■ Work to be completed ■
Copy the listing word for word, starting at the line with "Can you see the brown" and ending at the line with "column 388, row 147", both included.

(Records from a point labeling set)
------------------------------------
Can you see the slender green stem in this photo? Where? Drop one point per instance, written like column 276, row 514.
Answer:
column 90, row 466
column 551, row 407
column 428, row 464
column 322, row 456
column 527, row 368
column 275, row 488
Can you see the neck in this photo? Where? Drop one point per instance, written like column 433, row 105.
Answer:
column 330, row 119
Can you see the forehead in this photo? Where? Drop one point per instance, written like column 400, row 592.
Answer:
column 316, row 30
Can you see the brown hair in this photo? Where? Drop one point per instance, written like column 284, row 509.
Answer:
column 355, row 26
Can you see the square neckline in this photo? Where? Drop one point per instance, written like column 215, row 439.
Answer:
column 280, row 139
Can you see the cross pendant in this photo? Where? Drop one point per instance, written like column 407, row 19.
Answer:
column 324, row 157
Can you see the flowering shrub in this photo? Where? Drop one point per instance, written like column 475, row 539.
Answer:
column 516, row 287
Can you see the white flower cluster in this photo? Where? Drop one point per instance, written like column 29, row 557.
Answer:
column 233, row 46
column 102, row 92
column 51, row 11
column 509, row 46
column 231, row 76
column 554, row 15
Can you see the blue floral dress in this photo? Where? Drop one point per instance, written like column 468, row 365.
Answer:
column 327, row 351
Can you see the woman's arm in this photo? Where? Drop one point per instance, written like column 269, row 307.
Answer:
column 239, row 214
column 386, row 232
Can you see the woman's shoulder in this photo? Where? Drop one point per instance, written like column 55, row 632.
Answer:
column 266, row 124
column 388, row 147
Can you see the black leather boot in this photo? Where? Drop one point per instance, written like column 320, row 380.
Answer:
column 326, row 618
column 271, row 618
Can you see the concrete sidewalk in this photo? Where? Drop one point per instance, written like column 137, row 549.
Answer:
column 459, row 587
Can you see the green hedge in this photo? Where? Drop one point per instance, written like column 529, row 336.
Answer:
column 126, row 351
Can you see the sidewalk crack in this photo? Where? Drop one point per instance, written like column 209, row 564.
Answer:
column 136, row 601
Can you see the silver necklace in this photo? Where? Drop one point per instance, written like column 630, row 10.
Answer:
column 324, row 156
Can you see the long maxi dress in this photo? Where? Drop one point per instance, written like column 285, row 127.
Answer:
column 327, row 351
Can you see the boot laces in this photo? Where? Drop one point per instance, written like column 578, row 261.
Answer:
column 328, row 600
------------------------------------
■ Full solution ■
Can you see the brown hair in this photo? Where? Drop one point per instance, written like column 284, row 509.
Answer:
column 355, row 26
Can you see the square neckline in this photo? Where? Drop one point per instance, written like column 215, row 439.
Answer:
column 280, row 139
Can you see the cross pendant in this photo? Where? Drop one point per instance, written like column 407, row 19.
Answer:
column 324, row 157
Can you see the flowering shrub in this photo? Where? Drop one point per instance, written like column 475, row 539.
Answer:
column 516, row 287
Can you see the white flower cluster in this photo? Where? Drop one point per instance, written like column 29, row 557.
Answer:
column 233, row 46
column 102, row 92
column 51, row 11
column 509, row 46
column 231, row 76
column 554, row 15
Can you see the blue floral dress in this photo? Where? Drop one point per instance, written like column 468, row 365.
Answer:
column 327, row 351
Can you see the woman's arm in this photo? Where? Drop one point per instance, written like column 269, row 307.
Answer:
column 239, row 214
column 386, row 232
Can you see the woman's shoulder in this photo? Where? Drop one point per instance, written like column 55, row 632.
Answer:
column 266, row 124
column 388, row 147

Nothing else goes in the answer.